課題 1 -> エントリーのうち「Question: What bounding box encloses the woman's dark」を含む行から「359;119;640;147」を含む行まで(両端を含む)を、「wooden」を「timber」に置き換えたうえで示せ。ほかは一切変えないこと。

原文 ->
--------

私の通った北山大学は、名古屋の東のなだらかな丘陵に校舎が建っていた。
私の叔父が名古屋に住んでおり、その叔父を頼って現役の時は名古屋大学を受けたが失敗し、浪人してこの大学を念のために受験した。
北山大学への受験対策はなにもせず、英米学科もリスニングがあることは願書を出す時に知った。
もちろん、英米は不合格で、人類学科は浪人して唯一合格した学科となった。
結局、国立大学や早稲田大学には落ちたので、人類学科に行くことにした。
叔父にはもう一年浪人して国立を目指すように言われたが、もう浪人生活はうんざりだった。

浪人生活は神戸で住み込みの新聞奨学生から始まったのだが2ヶ月も持たず、自宅から遠くの予備校に通った。
その予備校は、中島らもの後輩達がいっぱい通っていたし、講師にもその学校の退職教師がいた。
浪人生活ではさすがにバンド活動は出来なかったし、恋愛が出来るほどの気持ちの余裕もなかった。
そんな味気ない生活をもう一年するくらいなら、不本意でもその大学に行こうと思った。
そもそも、この大学がどういう大学で、人類学科では何を勉強するかさえ知らなかった。

--------

(バウンディングボックスのエントリー)
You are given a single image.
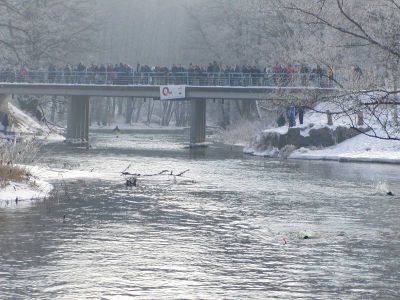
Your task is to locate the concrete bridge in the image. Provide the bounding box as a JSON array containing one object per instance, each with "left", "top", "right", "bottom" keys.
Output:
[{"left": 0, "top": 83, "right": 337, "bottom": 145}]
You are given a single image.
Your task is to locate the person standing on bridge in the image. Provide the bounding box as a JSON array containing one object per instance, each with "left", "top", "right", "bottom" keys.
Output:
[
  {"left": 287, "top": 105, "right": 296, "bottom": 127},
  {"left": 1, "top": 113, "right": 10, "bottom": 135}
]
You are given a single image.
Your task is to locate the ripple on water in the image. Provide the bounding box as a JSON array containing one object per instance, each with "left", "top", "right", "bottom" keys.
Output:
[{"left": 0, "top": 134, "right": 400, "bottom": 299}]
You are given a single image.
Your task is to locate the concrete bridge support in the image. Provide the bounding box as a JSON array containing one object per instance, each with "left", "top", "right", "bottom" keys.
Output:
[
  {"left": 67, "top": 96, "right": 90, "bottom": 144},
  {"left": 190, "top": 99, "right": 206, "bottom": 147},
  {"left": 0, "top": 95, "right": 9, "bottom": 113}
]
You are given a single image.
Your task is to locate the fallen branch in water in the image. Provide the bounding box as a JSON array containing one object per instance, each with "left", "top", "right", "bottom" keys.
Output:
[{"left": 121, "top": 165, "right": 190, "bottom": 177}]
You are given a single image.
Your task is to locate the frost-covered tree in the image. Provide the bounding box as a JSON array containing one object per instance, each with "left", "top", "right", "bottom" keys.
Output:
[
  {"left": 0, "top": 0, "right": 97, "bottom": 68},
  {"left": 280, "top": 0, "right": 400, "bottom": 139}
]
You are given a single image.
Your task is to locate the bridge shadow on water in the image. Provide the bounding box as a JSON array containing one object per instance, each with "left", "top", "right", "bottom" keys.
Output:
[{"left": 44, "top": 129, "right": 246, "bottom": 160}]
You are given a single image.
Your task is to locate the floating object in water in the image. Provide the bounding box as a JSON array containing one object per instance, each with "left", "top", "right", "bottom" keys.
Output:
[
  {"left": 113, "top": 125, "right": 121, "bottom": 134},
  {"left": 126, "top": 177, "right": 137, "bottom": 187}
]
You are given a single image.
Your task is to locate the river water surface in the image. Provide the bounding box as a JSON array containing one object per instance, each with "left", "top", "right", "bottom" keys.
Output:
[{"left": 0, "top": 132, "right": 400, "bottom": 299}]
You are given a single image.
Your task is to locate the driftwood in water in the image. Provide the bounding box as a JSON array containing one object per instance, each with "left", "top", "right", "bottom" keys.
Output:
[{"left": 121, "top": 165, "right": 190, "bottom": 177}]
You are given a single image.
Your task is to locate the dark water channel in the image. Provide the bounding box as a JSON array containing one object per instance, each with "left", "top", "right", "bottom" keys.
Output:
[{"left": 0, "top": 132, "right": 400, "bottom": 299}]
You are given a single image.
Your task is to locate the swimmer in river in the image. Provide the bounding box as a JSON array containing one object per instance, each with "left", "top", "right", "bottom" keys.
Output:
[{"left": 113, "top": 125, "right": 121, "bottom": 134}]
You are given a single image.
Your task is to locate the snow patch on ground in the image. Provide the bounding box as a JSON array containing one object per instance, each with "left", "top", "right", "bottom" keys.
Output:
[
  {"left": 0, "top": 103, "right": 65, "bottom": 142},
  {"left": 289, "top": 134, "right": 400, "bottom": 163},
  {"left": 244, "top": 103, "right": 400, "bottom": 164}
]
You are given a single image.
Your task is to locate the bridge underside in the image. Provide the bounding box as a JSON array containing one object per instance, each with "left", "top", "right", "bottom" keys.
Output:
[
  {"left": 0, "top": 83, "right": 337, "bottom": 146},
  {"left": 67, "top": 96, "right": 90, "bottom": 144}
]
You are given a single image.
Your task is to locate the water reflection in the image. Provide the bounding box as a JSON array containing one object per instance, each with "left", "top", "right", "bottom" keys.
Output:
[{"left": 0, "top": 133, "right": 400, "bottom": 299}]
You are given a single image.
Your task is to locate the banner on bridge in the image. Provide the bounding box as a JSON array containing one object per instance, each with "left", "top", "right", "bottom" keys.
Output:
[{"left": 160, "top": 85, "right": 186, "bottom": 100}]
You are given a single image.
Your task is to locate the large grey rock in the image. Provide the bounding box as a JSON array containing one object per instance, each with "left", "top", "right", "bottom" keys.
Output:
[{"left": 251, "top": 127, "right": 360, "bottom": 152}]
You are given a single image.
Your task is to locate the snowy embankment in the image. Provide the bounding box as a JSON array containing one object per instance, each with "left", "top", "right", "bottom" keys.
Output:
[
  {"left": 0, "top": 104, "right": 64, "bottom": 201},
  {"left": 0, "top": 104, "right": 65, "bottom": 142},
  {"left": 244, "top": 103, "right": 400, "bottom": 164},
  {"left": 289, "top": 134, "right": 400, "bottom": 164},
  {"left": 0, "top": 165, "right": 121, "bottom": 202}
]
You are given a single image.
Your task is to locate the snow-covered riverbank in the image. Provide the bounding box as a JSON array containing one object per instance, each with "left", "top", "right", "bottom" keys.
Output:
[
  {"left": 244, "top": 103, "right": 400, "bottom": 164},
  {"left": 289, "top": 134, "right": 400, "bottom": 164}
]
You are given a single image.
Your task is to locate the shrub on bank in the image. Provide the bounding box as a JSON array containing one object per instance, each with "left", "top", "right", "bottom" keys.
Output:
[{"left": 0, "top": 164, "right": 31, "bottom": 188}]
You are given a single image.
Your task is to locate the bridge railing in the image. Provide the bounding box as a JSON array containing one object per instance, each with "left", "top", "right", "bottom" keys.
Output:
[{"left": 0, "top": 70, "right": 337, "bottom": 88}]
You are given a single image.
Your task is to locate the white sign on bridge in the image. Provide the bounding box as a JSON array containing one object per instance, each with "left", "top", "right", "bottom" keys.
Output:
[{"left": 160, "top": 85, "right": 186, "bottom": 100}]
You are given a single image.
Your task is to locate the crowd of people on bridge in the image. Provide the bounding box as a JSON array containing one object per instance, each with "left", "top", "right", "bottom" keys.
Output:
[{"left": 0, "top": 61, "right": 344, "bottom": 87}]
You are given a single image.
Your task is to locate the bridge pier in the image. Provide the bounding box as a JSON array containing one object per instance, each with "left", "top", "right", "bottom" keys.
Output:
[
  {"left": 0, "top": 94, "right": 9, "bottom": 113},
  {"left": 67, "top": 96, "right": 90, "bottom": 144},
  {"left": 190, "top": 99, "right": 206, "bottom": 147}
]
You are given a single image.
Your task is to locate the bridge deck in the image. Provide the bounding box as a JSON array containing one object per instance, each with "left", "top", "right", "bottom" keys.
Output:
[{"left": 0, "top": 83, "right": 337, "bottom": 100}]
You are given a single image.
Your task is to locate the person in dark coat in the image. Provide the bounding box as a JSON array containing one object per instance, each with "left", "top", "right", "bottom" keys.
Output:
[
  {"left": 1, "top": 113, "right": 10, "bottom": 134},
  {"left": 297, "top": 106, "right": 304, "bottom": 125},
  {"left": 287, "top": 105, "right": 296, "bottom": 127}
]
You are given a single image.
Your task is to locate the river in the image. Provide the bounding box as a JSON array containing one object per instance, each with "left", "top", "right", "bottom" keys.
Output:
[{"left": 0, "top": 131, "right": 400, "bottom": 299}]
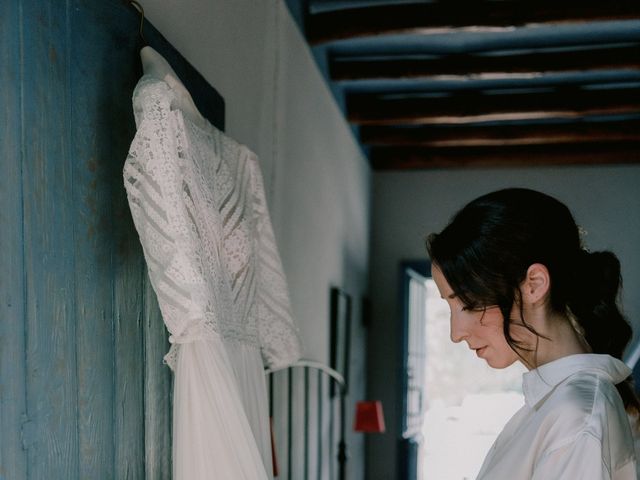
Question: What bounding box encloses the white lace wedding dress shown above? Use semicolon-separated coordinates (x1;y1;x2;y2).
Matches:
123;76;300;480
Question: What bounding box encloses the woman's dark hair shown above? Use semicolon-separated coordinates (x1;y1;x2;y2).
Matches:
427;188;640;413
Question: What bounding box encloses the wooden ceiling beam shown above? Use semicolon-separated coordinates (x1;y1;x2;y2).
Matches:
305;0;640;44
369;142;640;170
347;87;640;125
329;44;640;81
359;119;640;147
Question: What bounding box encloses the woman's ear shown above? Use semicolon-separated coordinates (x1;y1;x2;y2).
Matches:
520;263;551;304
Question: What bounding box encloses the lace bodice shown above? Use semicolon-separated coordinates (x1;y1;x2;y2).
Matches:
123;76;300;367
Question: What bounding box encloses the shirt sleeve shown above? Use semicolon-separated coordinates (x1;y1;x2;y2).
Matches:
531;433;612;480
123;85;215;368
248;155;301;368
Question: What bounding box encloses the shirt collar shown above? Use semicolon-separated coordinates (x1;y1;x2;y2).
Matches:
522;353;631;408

--------

課題 2 -> 原文の「結局、国立大学や早稲田大学には落ちたので、人類学科に行くことにした。」から「どの気持ちの余裕もなかった。」まで(両端を含む)をそのまま書き写せ。

正解 1 ->
Question: What bounding box encloses the woman's dark hair shown above? Use semicolon-separated coordinates (x1;y1;x2;y2).
Matches:
427;188;640;413
Question: What bounding box encloses the timber ceiling beam shown above? Use semicolon-separated coordinates (x1;y1;x2;y2).
Matches:
305;0;640;44
369;142;640;170
347;87;640;125
329;44;640;81
359;119;640;147

正解 2 ->
結局、国立大学や早稲田大学には落ちたので、人類学科に行くことにした。
叔父にはもう一年浪人して国立を目指すように言われたが、もう浪人生活はうんざりだった。

浪人生活は神戸で住み込みの新聞奨学生から始まったのだが2ヶ月も持たず、自宅から遠くの予備校に通った。
その予備校は、中島らもの後輩達がいっぱい通っていたし、講師にもその学校の退職教師がいた。
浪人生活ではさすがにバンド活動は出来なかったし、恋愛が出来るほどの気持ちの余裕もなかった。